* _Task_: Pull out from the material below all lines with "foot".

* _Data extract_:

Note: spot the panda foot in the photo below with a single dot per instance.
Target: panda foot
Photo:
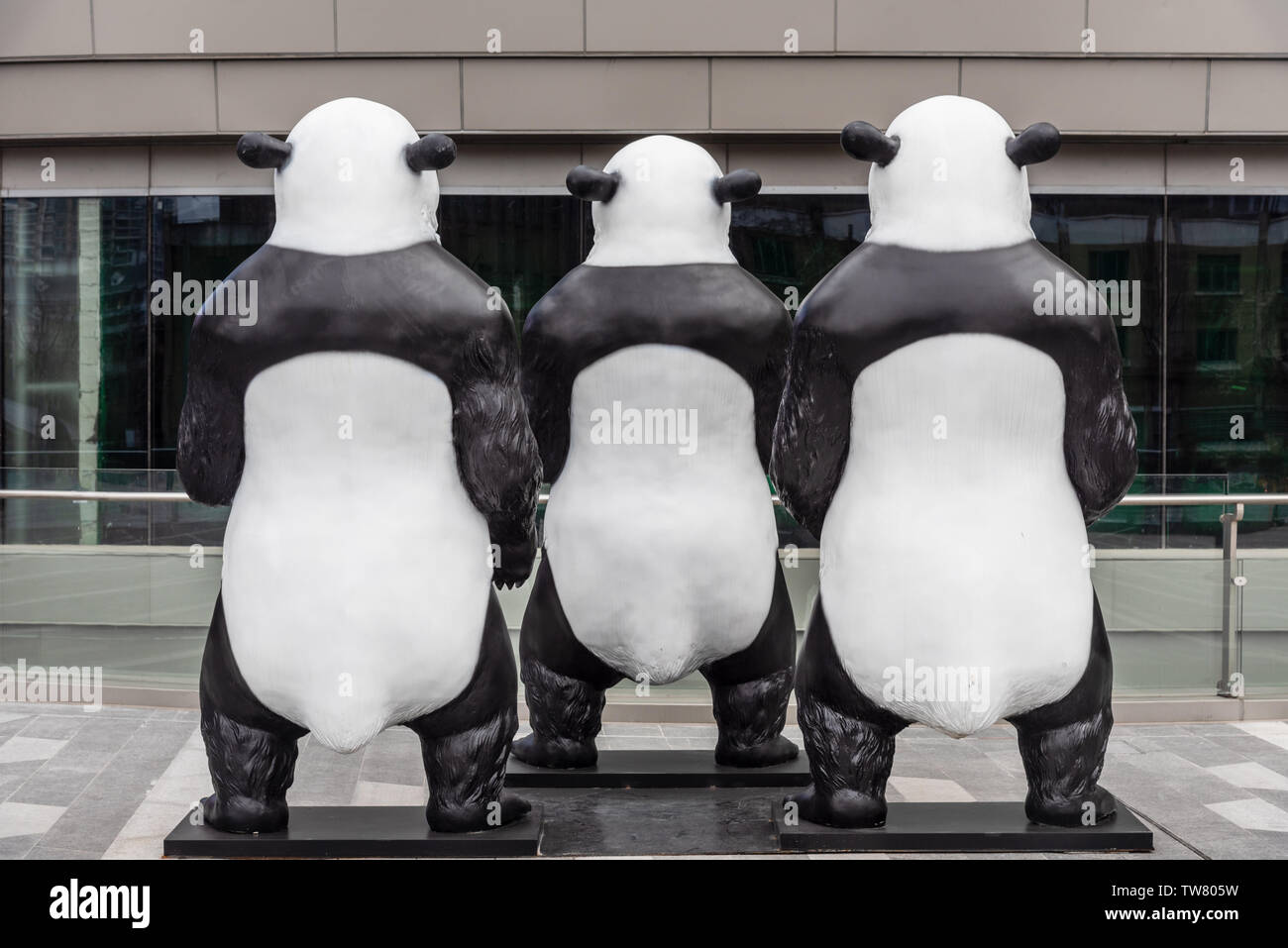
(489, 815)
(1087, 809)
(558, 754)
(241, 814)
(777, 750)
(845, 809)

* _Solved exercise_:
Note: spot the panda foot in the photo below with a single dot per instance.
Target: panda foot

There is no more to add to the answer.